Data shown section start
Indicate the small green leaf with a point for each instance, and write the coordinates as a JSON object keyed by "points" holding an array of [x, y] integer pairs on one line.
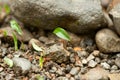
{"points": [[8, 61], [7, 9], [5, 33], [16, 27], [41, 61], [60, 32], [15, 42], [36, 47], [0, 9], [38, 77]]}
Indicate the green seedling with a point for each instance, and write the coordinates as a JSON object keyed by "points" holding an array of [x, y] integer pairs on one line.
{"points": [[41, 61], [36, 47], [15, 42], [7, 9], [5, 33], [38, 77], [8, 61], [61, 33], [15, 26]]}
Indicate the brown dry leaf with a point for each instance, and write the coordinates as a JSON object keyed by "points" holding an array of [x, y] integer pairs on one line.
{"points": [[114, 76]]}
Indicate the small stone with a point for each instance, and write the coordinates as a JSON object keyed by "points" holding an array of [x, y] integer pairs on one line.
{"points": [[83, 70], [74, 70], [96, 53], [105, 65], [23, 63], [117, 62], [84, 61], [114, 67], [90, 57], [92, 63]]}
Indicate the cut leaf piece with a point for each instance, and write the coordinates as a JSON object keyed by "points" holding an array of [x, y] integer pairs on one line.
{"points": [[37, 48], [15, 42], [41, 61], [35, 44], [7, 8], [60, 32], [38, 77], [8, 61], [16, 27]]}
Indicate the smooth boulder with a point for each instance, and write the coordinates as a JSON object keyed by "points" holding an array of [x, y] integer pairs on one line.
{"points": [[115, 12], [107, 41], [78, 16]]}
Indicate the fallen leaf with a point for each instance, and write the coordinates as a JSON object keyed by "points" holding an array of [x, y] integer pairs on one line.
{"points": [[35, 44]]}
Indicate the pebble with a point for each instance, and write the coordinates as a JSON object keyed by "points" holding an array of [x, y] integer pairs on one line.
{"points": [[117, 62], [90, 57], [105, 65], [92, 63], [118, 55], [59, 72], [23, 63], [74, 70], [1, 69]]}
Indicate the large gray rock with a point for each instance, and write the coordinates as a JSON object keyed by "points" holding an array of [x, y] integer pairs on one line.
{"points": [[79, 16], [107, 41], [115, 12]]}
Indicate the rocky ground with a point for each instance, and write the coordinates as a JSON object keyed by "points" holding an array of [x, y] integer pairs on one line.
{"points": [[78, 59]]}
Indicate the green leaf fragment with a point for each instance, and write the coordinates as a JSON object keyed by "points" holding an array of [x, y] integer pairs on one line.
{"points": [[41, 61], [7, 9], [60, 32], [16, 27], [39, 77], [15, 42], [36, 47], [5, 33], [8, 61]]}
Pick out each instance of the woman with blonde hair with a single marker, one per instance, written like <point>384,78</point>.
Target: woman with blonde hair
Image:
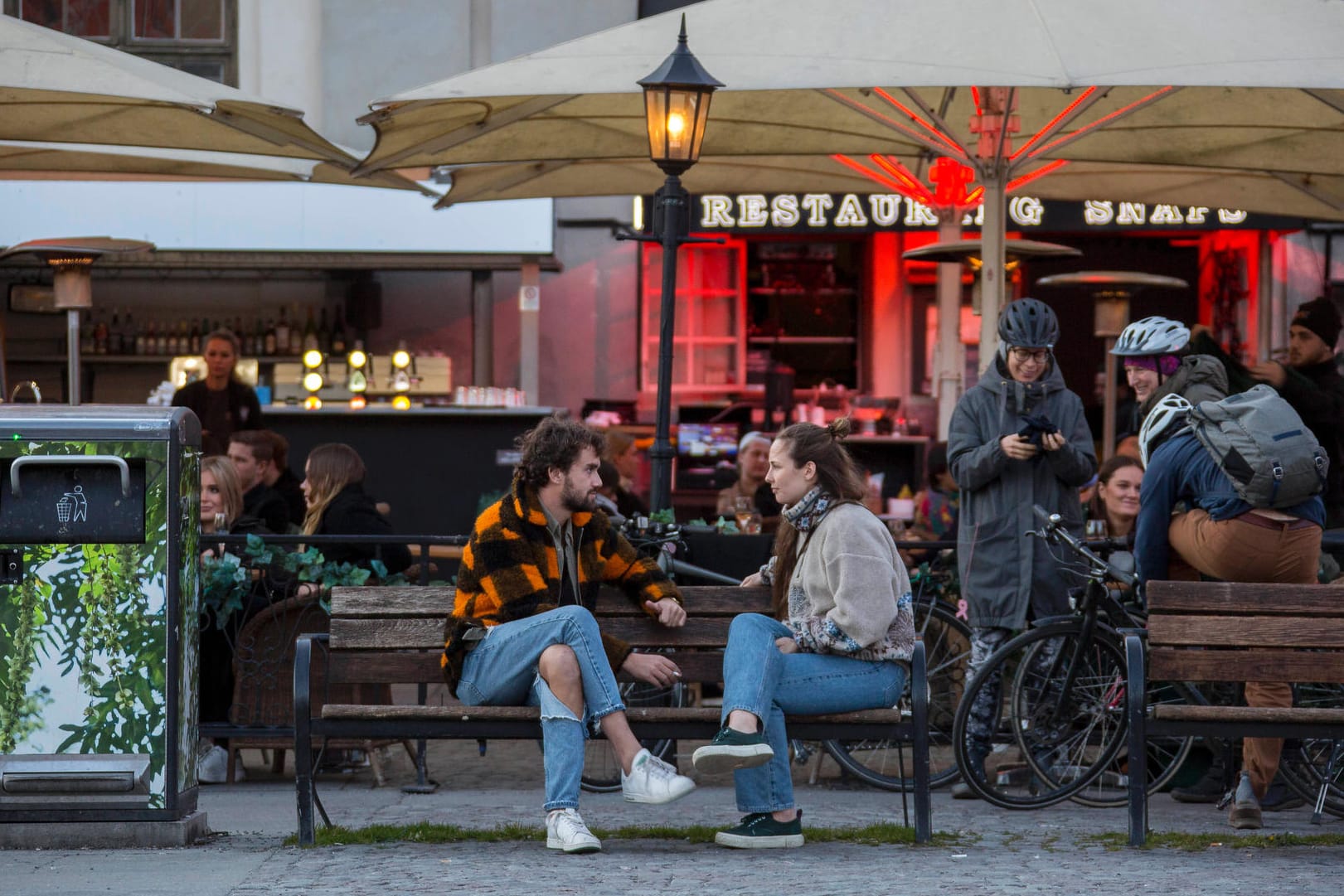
Data shown section end
Problem to solve ▸ Line by line, reproduce the material above exactly, leaving each picture out.

Exercise result ▸
Indicate the small green leaf with a point for each instance, and write the coordinates as a JSON object keyed by "points" holding an array of [x, y] integer pairs on one line.
{"points": [[8, 61], [7, 9], [5, 33], [16, 27], [41, 61], [60, 32], [15, 42], [36, 47], [0, 9], [38, 77]]}
Indicate the green seedling with a point for each instance, and write the coordinates as a JSON object keyed by "points" holding an array of [x, y] integer pairs on one line.
{"points": [[41, 61], [36, 47], [15, 42], [7, 9], [5, 33], [38, 77], [8, 61], [61, 33], [15, 26]]}
Indicate the brown dry leaf with a point for each instance, and write the coordinates as a JSON object keyed by "points" holding an array of [x, y] integer pairs on one line.
{"points": [[114, 76]]}
Indicate the small stone with a point for each instance, and write the coordinates as a JSON object keyed by "points" holding an array of [x, y] integer pairs on one line.
{"points": [[83, 70], [74, 70], [96, 53], [105, 65], [23, 63], [117, 62], [84, 61], [114, 67], [90, 57], [92, 63]]}
Indicate the cut leaf piece with a point for each instance, and write the coordinates as a JSON object keyed by "points" holding an array of [x, y] integer pairs on one line.
{"points": [[37, 48], [15, 42], [41, 61], [35, 44], [7, 8], [60, 32], [38, 77], [8, 61], [16, 27]]}
Indicate the smooth boulder with a point for each instance, and write the coordinates as a JSON object keyed by "points" holding an array of [x, y] integer pairs on one line.
{"points": [[115, 12], [107, 41], [78, 16]]}
Indicate the fallen leaf with a point for each instance, and write the coordinates as a JSON object keyed by "points" holding an array of [x, y] integer pairs on one line.
{"points": [[35, 44]]}
Indicate the pebble with a point for each instance, and write the coordinates as a JSON object keyed by "points" holding an array of [x, y] integer pairs on one line.
{"points": [[117, 62], [90, 57], [105, 65], [92, 63], [118, 55], [59, 72], [23, 63], [74, 70], [1, 69]]}
Indicate the large gray rock with a point for each instance, and write the coordinates as a JSON object keyed by "points" holding an array of [x, y] integer pairs on one line.
{"points": [[79, 16], [107, 41], [115, 12]]}
Indicate the rocky ground with a point for each instance, and write the coordinates as a JSON object keyed by "points" holding an array of [x, y] integer pairs on one line.
{"points": [[78, 59]]}
Indicate the green leaf fragment with a point for each instance, and write the coordinates as a JSON object keyed by "points" holding an array of [x, y] integer pairs on one line.
{"points": [[41, 61], [7, 9], [60, 32], [16, 27], [39, 77], [15, 42], [36, 47], [5, 33], [8, 61]]}
Pick out each instance of the woman with blonde hair with a single marker, one per instance, written like <point>384,78</point>.
Target: woman with blonde hair
Image:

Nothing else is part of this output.